YOUR OBJECTIVE: Convert all of the data below into a numbered list with blank lines omitted, and leave the pictures out of your answer.

TASK INPUTS:
========================
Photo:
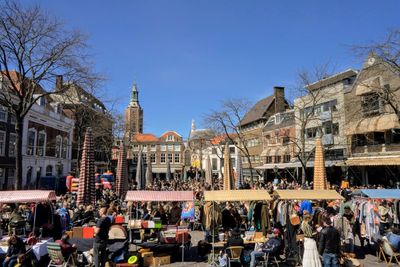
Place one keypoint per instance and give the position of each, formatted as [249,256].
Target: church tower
[133,115]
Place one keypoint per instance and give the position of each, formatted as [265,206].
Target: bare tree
[34,49]
[227,121]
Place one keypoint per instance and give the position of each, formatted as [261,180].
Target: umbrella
[228,182]
[239,172]
[87,182]
[140,171]
[208,171]
[149,172]
[122,172]
[168,174]
[320,181]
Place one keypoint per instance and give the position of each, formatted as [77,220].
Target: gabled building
[373,128]
[87,111]
[321,113]
[253,122]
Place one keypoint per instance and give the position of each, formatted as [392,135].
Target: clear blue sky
[188,55]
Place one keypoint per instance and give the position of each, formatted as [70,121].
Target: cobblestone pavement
[367,261]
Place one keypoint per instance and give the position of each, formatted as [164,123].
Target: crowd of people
[322,237]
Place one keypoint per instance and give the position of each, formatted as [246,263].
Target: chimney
[59,83]
[279,94]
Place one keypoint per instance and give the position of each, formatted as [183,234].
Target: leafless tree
[34,49]
[226,121]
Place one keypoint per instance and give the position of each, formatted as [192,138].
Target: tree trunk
[18,157]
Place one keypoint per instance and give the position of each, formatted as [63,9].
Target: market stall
[29,196]
[172,236]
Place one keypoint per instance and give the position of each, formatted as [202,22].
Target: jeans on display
[99,253]
[330,260]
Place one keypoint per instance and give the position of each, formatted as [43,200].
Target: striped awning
[157,196]
[22,196]
[236,195]
[373,161]
[308,194]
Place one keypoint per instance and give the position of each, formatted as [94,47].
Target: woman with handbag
[310,256]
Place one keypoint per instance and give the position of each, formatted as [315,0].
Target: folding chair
[235,253]
[56,257]
[386,250]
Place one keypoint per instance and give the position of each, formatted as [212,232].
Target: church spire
[134,96]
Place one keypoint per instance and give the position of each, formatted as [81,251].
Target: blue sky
[188,55]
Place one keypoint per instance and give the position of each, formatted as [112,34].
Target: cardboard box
[147,258]
[161,260]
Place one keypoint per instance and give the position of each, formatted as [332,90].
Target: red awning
[21,196]
[159,196]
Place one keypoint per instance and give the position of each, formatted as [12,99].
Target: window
[41,144]
[2,143]
[49,170]
[3,114]
[177,158]
[30,150]
[12,145]
[214,164]
[370,104]
[13,119]
[58,146]
[286,158]
[64,149]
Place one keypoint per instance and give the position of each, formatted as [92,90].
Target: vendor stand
[294,242]
[29,196]
[234,195]
[158,196]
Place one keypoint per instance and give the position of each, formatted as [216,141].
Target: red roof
[145,138]
[159,196]
[21,196]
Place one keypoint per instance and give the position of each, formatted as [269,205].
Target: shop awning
[22,196]
[308,194]
[297,164]
[374,124]
[236,195]
[157,196]
[373,161]
[379,193]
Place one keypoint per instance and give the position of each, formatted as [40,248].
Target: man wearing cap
[273,245]
[329,244]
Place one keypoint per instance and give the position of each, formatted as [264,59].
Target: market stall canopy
[379,193]
[308,194]
[159,196]
[236,195]
[21,196]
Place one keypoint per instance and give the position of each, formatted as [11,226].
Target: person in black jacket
[15,247]
[329,244]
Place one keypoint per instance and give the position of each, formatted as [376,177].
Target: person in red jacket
[66,248]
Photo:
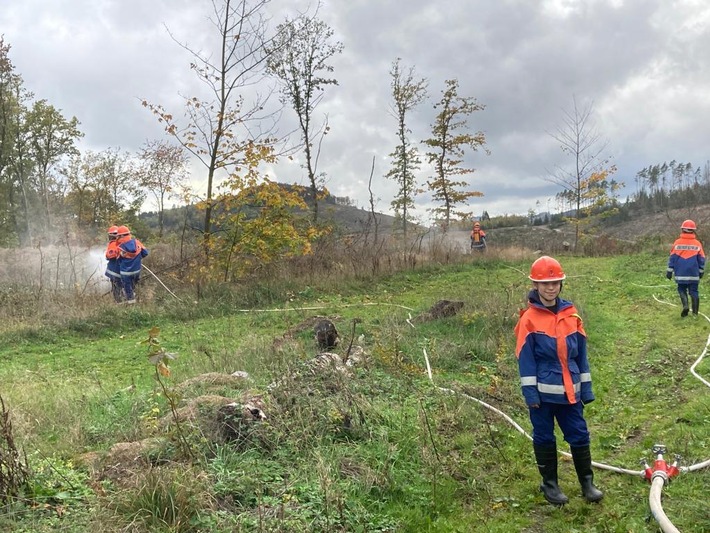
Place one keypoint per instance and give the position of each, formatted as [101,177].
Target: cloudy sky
[642,63]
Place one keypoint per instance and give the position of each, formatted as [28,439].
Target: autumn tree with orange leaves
[446,152]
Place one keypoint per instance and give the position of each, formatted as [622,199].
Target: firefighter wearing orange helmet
[556,382]
[113,272]
[687,264]
[131,253]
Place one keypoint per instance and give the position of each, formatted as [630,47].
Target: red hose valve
[660,467]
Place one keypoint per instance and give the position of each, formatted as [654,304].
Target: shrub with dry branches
[14,472]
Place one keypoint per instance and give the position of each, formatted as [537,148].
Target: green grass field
[380,448]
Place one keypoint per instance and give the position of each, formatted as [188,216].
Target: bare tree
[300,58]
[580,140]
[162,171]
[234,115]
[407,93]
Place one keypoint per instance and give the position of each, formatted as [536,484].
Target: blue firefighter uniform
[687,263]
[131,254]
[554,370]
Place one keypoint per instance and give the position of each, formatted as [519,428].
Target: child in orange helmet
[687,263]
[478,238]
[113,272]
[555,378]
[131,253]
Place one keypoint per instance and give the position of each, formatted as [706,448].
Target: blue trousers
[129,286]
[570,418]
[116,289]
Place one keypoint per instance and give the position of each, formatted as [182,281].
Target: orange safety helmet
[688,225]
[546,268]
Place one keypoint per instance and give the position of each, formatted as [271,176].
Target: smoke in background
[55,268]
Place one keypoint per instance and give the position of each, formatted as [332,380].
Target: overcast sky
[643,63]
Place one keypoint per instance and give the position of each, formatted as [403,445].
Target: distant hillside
[337,211]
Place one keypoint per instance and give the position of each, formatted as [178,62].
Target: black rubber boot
[547,464]
[684,301]
[582,458]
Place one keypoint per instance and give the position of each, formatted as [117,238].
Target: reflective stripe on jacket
[131,253]
[552,354]
[687,259]
[112,269]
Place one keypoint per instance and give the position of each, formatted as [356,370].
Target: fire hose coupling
[660,467]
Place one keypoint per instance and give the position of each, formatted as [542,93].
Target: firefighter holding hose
[555,378]
[687,264]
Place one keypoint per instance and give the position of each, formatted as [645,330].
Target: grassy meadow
[378,448]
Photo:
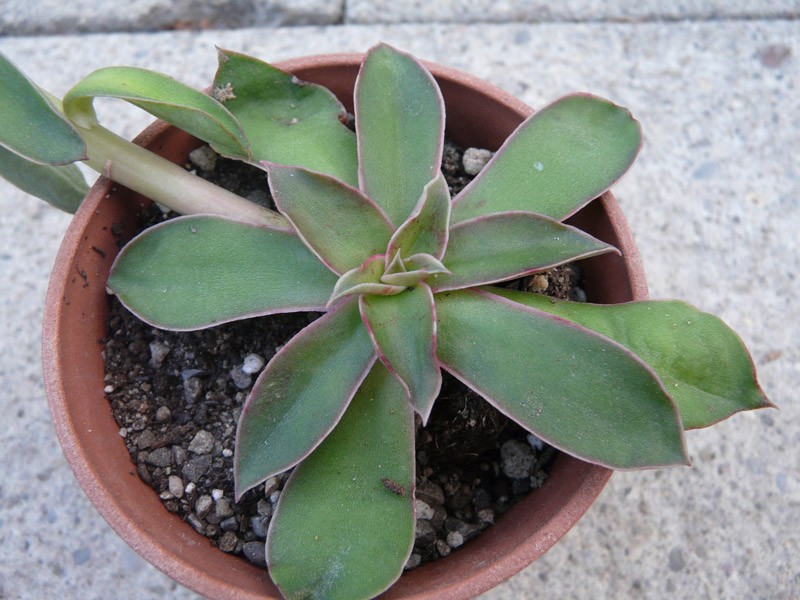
========================
EXERCISE OUTPUT:
1. Photo:
2. Place one keypoint per instance and give the position of each, formatted as [249,256].
3. Target: church tower
4. [133,115]
5. Place one keypoint per instance and give the position of each, formatted as [265,206].
6. Target: bare tree
7. [34,49]
8. [227,121]
9. Place one keypoint per instance and give the position of each, formatted as [261,180].
10. Target: umbrella
11. [228,182]
12. [239,172]
13. [87,182]
14. [140,171]
15. [208,171]
16. [149,172]
17. [122,172]
18. [168,174]
19. [320,181]
20. Place one keypoint per instance and give the position of each, formatted as [77,220].
21. Target: gabled building
22. [373,128]
23. [87,111]
24. [321,113]
25. [253,122]
26. Place one keypoint per instance and give the position of each, formatted as [392,135].
27. Target: clear blue sky
28. [188,55]
29. Place one keypoint per instance and give the position of each, formatted as [70,121].
30. Target: cobblestone pavement
31. [367,261]
32. Place one keypoint per instance and give the position of each, formatted as [164,123].
33. Target: crowd of people
34. [322,237]
35. Place one keypoint per instance and give the position of each, formatted as [246,263].
36. Target: chimney
37. [59,83]
38. [279,94]
39. Place one keypoint per instance and give the position of each, formatted as [183,234].
40. Target: leafless tree
41. [34,49]
42. [226,121]
43. Place one keypoint per instance and give the position of each, formatted as [192,138].
44. Target: tree trunk
45. [18,157]
46. Place one keypoint per instance and give the position of each, formatted as [63,9].
47. Target: market stall
48. [29,196]
49. [172,236]
50. Place one keypoint per instance and give the position of each, formatted as [202,22].
51. Target: jeans on display
52. [99,253]
53. [330,260]
54. Place one keypoint per instance and give the position of each, formatted as [43,200].
55. Target: striped awning
56. [157,196]
57. [22,196]
58. [236,195]
59. [373,161]
60. [308,194]
61. Place one keypoint per instance and give the position of each, formatted as [94,47].
62. Target: woman with handbag
63. [310,256]
64. Place one keypoint per instance and give the position of each, formatted as [315,0].
65. Target: folding chair
66. [235,253]
67. [56,257]
68. [386,250]
69. Place one keypoint per instance and give the position of each, formatted as [212,232].
70. Target: church spire
71. [134,96]
72. Place one keypoint per instance and give the position of each, formatted as [81,251].
73. Target: blue sky
74. [188,55]
75. Place one keypoint per instance and give the position of each, formatted as [112,34].
76. Target: cardboard box
77. [147,258]
78. [161,260]
79. Place one keypoint per instance and give the position of each, formatted as [332,90].
80. Target: red awning
81. [21,196]
82. [159,196]
83. Place one keypoint per instance and give the position of each, formatted as [12,99].
84. Target: window
85. [41,144]
86. [2,143]
87. [49,170]
88. [3,114]
89. [177,158]
90. [30,150]
91. [12,145]
92. [214,164]
93. [370,104]
94. [13,119]
95. [58,146]
96. [286,158]
97. [64,149]
98. Place one keypoint per instance and give the position of each, formatted as [92,90].
99. Target: vendor stand
100. [294,242]
101. [29,196]
102. [234,195]
103. [158,196]
104. Place one keypoint per instance and give the position of each, formatted as [216,141].
105. Target: red roof
106. [145,138]
107. [159,196]
108. [21,196]
109. Place one keypoint per instance and give the position of each, formatted as [269,205].
110. Target: shop awning
111. [22,196]
112. [308,194]
113. [297,164]
114. [374,124]
115. [236,195]
116. [157,196]
117. [373,161]
118. [379,193]
119. Place one keypoint per instance and give the position of each, formatted as [40,248].
120. Target: man wearing cap
121. [273,245]
122. [329,244]
123. Place one keypoint per instance and give the position of each, formatted as [264,59].
124. Target: market stall canopy
125. [379,193]
126. [308,194]
127. [159,196]
128. [236,195]
129. [21,196]
130. Place one keypoint per instance and give the position of each, formatted as [11,226].
131. Target: person in black jacket
132. [15,247]
133. [329,244]
134. Place one keypoint per instance and give the position of each, formatted as [376,177].
135. Target: person in red jacket
136. [66,248]
137. Photo:
138. Place one keypoint per instance and give the position of each, formatted as [101,177].
139. Target: cloudy sky
140. [642,63]
141. Place one keypoint per instance and give the position of each, formatted as [28,439].
142. Target: autumn tree with orange leaves
143. [446,152]
144. Place one keypoint per instance and give the position of each, formatted as [622,199].
145. Target: firefighter wearing orange helmet
146. [556,382]
147. [113,272]
148. [687,264]
149. [131,253]
150. Place one keypoint per instance and give the position of each, formatted as [630,47].
151. Target: red hose valve
152. [660,467]
153. Place one keypoint per instance and give the position of each, formatted as [654,304].
154. Target: shrub with dry branches
155. [14,472]
156. Place one keypoint per instance and give the position of each, formatted as [537,148].
157. Target: green grass field
158. [380,448]
159. Place one keypoint per instance and give the position of each, formatted as [188,216].
160. Target: bare tree
161. [300,58]
162. [580,140]
163. [162,171]
164. [234,115]
165. [407,93]
166. Place one keypoint per instance and give the position of each, formatted as [536,484].
167. Target: blue firefighter uniform
168. [687,263]
169. [131,254]
170. [554,370]
171. Place one keypoint per instance and give the position of each, formatted as [519,428].
172. Target: child in orange helmet
173. [687,263]
174. [478,238]
175. [113,272]
176. [555,378]
177. [131,253]
178. Place one keypoint per instance and give the position of each, formatted as [706,448].
179. Target: blue trousers
180. [129,286]
181. [570,418]
182. [116,289]
183. Place one keypoint per instance and give the position of each, formatted as [182,281].
184. Target: orange safety helmet
185. [688,225]
186. [546,268]
187. Place one keypoint per instance and give the position of each, formatted as [271,176].
188. Target: smoke in background
189. [55,268]
190. Place one keypoint per instance and give the position of each, formatted as [332,380].
191. Target: overcast sky
192. [643,63]
193. Place one keypoint per instance and give the position of each, formatted as [403,445].
194. Target: distant hillside
195. [337,211]
196. Place one keypoint per instance and give the position of each, formatted as [178,62].
197. Target: black rubber boot
198. [547,464]
199. [684,301]
200. [582,458]
201. Place one keypoint per instance and give the position of each, formatted as [117,238].
202. Target: reflective stripe on jacket
203. [131,253]
204. [552,354]
205. [687,259]
206. [112,269]
207. Place one keypoint per instance and give the position of each, formatted as [356,370].
208. Target: fire hose coupling
209. [660,467]
210. Place one keypoint per instance and give the position of each, formatted as [542,93].
211. Target: firefighter holding hose
212. [555,378]
213. [687,264]
214. Place one keypoint per instance and give the position of each, formatted as [645,330].
215. Target: grassy meadow
216. [378,448]
217. Photo:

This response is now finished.